**TASK DIRECTIONS**: Every line holding "display" should be copied from the records below.

**DATA FOR THIS TASK**:

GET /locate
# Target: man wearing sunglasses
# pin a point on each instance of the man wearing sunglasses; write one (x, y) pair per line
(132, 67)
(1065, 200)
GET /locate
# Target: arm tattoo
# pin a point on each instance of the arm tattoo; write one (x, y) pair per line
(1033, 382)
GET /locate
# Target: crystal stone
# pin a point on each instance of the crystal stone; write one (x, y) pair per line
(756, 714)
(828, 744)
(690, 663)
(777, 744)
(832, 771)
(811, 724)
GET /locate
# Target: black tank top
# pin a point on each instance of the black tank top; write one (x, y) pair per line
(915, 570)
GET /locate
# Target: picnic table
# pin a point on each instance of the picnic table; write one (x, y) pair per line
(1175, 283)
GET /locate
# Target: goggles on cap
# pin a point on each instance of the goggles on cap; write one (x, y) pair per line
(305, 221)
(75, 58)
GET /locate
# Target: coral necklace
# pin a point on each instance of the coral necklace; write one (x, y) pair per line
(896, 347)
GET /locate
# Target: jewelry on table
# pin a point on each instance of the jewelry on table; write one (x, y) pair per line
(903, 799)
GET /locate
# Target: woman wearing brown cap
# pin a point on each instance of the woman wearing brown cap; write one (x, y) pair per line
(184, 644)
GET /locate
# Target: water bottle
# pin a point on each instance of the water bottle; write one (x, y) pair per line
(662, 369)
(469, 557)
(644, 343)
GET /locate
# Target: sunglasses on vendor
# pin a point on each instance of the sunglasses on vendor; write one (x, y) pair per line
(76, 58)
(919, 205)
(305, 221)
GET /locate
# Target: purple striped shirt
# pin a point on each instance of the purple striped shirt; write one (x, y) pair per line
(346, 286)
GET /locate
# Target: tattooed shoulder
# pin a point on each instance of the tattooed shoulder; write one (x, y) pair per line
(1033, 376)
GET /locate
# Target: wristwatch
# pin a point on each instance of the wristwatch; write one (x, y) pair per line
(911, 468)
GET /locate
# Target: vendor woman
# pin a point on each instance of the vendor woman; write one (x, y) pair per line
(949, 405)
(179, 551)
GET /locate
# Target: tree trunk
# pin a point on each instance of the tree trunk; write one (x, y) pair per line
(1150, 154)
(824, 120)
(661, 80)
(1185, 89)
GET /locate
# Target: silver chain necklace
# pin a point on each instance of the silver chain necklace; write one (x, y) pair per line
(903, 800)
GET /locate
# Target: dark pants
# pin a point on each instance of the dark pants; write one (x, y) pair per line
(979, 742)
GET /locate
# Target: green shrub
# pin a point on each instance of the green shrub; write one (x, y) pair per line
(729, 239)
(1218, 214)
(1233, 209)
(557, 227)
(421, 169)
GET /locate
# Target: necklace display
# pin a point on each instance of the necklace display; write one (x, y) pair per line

**RESULT FOR THIS EXERCISE**:
# Target: necklace display
# pin a point on each instance of the necklace display; write one (x, y) pair per line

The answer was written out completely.